→ Text block
Founded in 2004, the Coney Island History Project has been collecting, preserving and sharing stories from people who have lived, worked, laughed and cried at Coney Island. As the History Projects co-founder and Executive Director, Charlie Denson, says, “It’s not just about the amusement area, it’s about the neighborhood and the community, and how the people see it, and why they love it, and hate it. You know, it’s always a visceral response to Coney Island. You can’t get people who are neutral.”

In 1952, when Denson was eight years old, his family moved from the Upper West Side of Manhattan to the Coney Island Houses, the first high-rise housing complex built in the neighborhood. Denson immediately took a keen interest in his new surroundings, and he vividly recalls his first experience in his new home. “We came in at night, and the projects weren’t really finished. There was a lot of debris burning, and there was just this darkness – you looked out the window and you just saw black. And in the morning, it was a beautiful sunny morning in the winter, I realized that we were right on the ocean.”

→ Entries
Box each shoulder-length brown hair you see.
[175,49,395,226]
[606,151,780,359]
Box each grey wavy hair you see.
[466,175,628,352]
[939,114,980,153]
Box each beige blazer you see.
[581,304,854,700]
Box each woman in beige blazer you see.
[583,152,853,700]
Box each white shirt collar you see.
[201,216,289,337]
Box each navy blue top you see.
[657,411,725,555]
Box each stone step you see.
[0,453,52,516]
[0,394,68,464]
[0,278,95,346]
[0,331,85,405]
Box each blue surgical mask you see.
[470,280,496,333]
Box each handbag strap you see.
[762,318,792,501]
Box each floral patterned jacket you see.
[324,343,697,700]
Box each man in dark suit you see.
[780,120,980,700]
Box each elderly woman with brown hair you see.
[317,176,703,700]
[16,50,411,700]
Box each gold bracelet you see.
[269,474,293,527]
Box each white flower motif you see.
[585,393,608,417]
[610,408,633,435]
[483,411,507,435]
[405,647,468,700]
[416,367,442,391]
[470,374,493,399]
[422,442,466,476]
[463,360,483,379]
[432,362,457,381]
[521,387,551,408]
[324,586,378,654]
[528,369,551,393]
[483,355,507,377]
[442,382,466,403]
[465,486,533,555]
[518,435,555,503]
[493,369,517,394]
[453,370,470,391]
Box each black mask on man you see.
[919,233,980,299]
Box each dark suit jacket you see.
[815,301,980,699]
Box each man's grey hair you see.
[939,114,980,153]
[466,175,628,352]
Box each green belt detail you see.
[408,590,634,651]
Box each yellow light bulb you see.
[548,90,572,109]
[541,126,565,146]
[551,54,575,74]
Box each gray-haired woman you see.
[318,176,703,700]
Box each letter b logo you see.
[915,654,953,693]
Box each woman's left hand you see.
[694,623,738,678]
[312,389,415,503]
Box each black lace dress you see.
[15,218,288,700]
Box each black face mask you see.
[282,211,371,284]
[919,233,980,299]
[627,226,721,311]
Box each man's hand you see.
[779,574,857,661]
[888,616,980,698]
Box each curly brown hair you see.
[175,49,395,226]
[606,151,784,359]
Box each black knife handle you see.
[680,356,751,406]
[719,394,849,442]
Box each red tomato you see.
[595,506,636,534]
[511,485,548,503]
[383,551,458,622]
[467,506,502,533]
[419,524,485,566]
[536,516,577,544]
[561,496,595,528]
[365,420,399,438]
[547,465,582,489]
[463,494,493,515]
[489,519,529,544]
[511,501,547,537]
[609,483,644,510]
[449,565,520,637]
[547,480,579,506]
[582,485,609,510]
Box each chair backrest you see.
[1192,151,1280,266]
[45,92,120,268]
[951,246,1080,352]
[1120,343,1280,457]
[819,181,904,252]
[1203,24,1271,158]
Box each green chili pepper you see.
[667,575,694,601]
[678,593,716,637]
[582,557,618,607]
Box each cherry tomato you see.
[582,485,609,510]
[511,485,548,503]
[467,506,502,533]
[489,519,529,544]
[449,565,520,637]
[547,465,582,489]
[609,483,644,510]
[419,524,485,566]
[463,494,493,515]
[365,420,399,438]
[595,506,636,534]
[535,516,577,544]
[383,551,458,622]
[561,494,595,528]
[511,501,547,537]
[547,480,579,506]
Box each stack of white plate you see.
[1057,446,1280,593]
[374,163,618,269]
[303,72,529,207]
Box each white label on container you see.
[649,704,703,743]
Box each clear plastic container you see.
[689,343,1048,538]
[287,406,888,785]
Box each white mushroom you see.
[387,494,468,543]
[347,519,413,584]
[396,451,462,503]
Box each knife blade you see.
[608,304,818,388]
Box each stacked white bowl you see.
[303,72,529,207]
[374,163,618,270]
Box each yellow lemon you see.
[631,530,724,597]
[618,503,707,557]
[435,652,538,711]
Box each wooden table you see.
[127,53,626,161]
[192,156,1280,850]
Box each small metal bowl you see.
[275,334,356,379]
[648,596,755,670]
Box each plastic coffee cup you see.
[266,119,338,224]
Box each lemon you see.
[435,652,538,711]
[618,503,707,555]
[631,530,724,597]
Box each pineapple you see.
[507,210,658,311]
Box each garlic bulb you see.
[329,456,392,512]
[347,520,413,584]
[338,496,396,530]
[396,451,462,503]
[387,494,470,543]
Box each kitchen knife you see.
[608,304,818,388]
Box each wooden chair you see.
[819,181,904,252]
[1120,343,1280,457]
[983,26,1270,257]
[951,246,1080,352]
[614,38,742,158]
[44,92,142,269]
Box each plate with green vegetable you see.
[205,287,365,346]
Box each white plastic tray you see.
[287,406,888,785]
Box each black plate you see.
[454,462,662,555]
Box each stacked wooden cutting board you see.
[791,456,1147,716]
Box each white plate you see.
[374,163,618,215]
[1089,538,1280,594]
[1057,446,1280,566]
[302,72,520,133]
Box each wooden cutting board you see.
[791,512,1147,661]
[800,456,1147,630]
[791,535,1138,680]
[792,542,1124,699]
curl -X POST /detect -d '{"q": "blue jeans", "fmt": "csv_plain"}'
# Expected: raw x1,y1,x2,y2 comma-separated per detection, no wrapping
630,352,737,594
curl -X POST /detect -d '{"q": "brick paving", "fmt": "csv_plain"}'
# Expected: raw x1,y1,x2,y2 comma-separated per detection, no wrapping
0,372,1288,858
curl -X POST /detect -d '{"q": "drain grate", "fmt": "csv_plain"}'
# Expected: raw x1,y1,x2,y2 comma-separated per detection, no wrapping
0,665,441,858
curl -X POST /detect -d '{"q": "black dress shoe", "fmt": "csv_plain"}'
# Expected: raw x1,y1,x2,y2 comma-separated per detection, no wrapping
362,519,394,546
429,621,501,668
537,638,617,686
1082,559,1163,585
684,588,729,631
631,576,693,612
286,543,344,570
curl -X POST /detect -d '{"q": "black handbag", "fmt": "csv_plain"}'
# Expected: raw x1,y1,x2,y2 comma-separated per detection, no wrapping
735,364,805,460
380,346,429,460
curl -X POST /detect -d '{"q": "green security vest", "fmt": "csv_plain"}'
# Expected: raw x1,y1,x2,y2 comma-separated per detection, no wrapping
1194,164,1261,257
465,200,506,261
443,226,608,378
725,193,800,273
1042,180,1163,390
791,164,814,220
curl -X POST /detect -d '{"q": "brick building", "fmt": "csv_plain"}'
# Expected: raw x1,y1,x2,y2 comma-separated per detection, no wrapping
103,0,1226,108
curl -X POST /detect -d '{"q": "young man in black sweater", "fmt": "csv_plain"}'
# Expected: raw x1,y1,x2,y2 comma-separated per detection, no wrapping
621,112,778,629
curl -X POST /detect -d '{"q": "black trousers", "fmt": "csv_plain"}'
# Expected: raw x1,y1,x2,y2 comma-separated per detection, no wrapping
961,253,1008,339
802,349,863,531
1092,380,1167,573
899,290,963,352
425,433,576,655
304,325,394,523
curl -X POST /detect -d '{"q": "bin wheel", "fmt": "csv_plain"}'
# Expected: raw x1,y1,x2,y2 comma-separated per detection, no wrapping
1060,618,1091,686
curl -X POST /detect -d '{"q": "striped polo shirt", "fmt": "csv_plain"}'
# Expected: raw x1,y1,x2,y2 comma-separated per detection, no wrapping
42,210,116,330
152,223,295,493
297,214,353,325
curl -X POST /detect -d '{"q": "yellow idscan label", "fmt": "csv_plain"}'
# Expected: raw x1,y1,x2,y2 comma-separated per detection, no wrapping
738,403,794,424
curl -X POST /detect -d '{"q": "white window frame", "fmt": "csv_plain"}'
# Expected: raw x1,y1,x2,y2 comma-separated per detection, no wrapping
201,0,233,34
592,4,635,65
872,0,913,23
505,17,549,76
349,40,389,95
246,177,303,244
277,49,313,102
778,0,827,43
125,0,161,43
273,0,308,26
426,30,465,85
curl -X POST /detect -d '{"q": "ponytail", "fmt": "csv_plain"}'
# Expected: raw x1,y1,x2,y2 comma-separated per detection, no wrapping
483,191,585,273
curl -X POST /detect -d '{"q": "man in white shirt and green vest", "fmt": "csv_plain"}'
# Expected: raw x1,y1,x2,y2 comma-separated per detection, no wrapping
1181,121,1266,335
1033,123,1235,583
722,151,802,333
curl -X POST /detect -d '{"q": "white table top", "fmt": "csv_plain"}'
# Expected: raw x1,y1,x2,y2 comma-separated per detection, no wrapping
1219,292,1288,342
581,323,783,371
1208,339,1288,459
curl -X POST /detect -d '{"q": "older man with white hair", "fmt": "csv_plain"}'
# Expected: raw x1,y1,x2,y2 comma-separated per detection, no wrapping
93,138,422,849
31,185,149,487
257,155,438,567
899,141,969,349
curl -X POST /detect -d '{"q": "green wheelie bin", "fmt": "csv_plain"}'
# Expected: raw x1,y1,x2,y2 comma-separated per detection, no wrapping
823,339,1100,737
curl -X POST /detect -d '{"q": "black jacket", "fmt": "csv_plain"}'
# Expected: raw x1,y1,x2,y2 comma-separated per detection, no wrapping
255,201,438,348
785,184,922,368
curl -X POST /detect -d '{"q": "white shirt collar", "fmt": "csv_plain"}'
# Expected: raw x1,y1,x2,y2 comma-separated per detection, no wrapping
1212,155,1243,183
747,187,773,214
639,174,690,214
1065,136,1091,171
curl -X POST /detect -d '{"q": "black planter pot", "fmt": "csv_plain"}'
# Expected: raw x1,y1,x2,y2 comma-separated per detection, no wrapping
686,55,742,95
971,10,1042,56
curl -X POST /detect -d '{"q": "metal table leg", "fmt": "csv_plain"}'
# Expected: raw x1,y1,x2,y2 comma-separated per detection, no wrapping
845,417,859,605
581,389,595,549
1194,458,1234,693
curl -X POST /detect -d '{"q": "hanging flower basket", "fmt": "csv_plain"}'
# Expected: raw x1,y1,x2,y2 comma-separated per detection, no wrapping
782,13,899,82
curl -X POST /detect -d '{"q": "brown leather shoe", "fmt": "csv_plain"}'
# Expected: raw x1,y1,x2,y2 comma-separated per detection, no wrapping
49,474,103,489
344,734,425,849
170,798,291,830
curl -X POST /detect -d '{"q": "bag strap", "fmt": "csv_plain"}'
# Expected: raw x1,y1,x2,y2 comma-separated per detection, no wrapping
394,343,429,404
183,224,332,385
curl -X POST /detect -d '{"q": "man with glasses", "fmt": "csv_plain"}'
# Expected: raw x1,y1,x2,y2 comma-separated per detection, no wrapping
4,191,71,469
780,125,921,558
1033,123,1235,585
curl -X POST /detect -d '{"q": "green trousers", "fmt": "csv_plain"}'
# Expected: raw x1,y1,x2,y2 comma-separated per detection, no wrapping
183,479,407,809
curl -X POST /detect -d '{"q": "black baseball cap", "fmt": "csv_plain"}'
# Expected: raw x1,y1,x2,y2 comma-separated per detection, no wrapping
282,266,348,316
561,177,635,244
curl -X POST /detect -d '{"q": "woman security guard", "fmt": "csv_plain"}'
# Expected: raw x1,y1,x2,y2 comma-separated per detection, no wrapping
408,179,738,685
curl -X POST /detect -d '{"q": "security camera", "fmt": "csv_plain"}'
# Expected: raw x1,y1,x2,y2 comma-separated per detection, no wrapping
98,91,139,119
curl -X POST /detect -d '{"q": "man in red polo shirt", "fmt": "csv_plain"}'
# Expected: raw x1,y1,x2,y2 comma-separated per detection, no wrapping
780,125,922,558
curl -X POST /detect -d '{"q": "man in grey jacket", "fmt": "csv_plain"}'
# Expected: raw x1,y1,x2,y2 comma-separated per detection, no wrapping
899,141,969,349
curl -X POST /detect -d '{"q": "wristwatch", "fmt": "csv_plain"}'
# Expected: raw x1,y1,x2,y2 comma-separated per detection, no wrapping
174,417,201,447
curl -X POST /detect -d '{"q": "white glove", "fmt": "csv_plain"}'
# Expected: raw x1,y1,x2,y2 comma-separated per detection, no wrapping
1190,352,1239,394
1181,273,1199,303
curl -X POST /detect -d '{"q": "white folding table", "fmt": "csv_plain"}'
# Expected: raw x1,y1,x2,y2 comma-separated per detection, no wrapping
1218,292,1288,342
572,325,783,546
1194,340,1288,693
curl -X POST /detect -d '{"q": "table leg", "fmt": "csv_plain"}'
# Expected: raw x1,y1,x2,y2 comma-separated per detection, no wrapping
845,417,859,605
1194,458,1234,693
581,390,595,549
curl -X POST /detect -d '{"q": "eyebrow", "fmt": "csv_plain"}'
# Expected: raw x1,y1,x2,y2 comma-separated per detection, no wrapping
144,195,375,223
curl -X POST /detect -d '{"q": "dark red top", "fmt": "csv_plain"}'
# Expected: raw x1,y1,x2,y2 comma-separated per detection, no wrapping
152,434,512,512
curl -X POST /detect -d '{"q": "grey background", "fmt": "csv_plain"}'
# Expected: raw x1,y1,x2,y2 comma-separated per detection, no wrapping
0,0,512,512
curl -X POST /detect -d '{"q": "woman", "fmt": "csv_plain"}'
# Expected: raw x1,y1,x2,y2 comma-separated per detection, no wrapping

→ Your task
Please decide whether each statement agrees with the Coney Island text, answering yes or no and quoting the deciding words: (a) Denson was eight when his family moved to the Coney Island Houses; (b) the Coney Island History Project was founded in 1952; (c) the family first arrived at their new home in the morning. The rows play no part in this work.

→ Exercise response
(a) Yes: "In 1952, when Denson was eight years old, his family moved from the Upper West Side of Manhattan to the Coney Island Houses"
(b) No: "Founded in 2004, the Coney Island History Project"
(c) No: "We came in at night"